→ Reading text
· · · · ·

Two days before delivering his last State of the Union address, President Obama called one of his top advisers into the Oval Office and said he had decided to add a major pledge to the speech that his team had neither discussed nor vetted: to rid the world of malaria.
“It was his belief that we were nearing a kind of tipping point when we should set a major goal of eradicating malaria,” said the aide, Benjamin J. Rhodes, a deputy national security adviser.
Mr. Rhodes was given 48 hours to make sure the president could follow through on his commitment.
The result was two sentences about how, in part through American commitment, the world could soon “end the scourge of H.I.V./AIDS.”
“And we have the chance to accomplish the same thing with malaria — something I’ll be pushing this Congress to fund this year,” Mr. Obama said.
The pledge sent a frisson of excitement through researchers and philanthropic organizations focused on malaria, a disease that remains one of the top killers of children around the world.
“What the president said in the State of the Union really matters,” said Martin Edlund, the chief executive of Malaria No More, an advocacy group. “It’s a really big deal.”
Other experts were skeptical. Dyann F. Wirth, the director of the Harvard Malaria Initiative, is one of many malaria experts who have expressed doubts that the disease can be eradicated in the near future.

· · · · ·

→ Listed entries
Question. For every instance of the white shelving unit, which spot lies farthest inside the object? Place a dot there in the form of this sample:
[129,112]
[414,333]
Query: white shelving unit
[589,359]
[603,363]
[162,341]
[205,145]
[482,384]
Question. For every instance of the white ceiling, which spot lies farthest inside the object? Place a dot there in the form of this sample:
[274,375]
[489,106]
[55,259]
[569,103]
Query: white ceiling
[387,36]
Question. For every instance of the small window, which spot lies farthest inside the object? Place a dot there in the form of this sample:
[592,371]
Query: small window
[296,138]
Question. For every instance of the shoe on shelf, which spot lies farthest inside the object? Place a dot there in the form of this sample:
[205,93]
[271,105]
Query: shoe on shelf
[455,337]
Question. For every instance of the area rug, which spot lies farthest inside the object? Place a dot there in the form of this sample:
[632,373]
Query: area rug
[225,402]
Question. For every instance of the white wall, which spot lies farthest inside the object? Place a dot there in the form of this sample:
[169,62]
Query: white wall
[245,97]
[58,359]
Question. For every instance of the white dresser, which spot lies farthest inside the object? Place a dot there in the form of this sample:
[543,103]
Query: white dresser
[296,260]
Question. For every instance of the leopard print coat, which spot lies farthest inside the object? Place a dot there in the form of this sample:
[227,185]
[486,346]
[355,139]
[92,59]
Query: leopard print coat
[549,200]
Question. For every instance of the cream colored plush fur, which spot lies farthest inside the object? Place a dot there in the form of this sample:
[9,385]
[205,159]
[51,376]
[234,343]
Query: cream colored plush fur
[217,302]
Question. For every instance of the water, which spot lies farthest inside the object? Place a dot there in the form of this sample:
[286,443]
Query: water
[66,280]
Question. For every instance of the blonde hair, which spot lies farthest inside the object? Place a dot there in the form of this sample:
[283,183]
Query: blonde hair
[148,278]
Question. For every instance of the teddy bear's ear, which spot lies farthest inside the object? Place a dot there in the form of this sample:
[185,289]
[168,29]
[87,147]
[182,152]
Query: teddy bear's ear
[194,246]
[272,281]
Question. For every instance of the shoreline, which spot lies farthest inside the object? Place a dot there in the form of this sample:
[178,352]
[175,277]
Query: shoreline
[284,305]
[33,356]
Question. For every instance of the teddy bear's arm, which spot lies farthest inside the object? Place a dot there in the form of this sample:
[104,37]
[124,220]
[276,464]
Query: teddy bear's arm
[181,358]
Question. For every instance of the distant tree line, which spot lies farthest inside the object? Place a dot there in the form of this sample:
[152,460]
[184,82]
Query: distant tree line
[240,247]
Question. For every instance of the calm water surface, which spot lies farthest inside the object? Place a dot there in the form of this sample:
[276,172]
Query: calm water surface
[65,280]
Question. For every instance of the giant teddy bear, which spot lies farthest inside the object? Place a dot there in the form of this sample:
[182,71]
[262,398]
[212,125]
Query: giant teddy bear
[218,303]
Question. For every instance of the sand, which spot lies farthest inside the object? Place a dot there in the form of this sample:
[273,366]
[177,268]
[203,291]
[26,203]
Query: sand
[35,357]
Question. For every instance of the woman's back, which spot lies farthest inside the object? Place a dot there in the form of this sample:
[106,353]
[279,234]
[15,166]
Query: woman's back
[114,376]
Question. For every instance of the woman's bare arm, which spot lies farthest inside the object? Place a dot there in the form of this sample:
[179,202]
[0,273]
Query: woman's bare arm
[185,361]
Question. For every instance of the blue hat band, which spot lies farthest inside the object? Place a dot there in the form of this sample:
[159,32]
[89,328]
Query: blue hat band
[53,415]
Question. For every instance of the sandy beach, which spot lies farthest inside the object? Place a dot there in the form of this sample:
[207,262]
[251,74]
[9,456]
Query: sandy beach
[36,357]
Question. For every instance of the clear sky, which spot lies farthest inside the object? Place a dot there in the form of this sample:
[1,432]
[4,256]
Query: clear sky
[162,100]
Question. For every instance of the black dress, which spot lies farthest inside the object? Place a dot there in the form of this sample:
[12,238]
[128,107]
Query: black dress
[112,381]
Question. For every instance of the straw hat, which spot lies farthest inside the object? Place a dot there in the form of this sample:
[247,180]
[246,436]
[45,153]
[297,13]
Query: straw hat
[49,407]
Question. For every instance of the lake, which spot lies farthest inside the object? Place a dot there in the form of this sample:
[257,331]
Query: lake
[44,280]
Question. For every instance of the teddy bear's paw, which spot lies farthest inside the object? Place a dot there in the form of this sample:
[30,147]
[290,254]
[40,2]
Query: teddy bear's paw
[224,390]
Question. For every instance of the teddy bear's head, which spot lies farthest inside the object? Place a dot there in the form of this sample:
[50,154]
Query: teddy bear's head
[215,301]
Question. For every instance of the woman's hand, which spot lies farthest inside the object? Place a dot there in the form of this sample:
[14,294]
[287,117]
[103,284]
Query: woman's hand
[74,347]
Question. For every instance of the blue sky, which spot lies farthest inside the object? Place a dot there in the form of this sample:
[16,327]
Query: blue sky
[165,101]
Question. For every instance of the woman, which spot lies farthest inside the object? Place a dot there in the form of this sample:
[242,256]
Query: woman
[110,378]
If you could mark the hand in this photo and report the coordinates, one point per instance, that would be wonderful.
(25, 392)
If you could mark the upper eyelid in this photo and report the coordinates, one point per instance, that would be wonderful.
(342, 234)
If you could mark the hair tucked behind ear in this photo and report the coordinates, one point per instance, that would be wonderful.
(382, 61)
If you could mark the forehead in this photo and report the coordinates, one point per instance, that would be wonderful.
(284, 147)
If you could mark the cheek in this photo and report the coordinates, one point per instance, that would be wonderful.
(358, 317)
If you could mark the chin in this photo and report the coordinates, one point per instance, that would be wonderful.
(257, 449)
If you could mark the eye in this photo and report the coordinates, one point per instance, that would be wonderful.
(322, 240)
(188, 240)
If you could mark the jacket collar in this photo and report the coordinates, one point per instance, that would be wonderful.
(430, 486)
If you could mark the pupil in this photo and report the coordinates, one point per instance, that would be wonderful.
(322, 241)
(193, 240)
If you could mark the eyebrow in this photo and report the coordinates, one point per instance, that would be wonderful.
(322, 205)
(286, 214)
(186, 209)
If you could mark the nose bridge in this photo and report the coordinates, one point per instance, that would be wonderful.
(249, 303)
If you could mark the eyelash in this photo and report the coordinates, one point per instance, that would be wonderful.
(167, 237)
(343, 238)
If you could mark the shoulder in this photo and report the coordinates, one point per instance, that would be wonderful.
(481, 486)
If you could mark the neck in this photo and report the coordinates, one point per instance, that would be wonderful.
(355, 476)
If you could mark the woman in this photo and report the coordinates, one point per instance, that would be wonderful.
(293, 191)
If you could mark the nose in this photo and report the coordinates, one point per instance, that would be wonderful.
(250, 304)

· · · · ·

→ Your instructions
Update the article on the malaria pledge by writing it out from "Two days before" up to and including "world of malaria.", with "Oval Office" replaced by "Situation Room".

→ Solution to the problem
Two days before delivering his last State of the Union address, President Obama called one of his top advisers into the Situation Room and said he had decided to add a major pledge to the speech that his team had neither discussed nor vetted: to rid the world of malaria.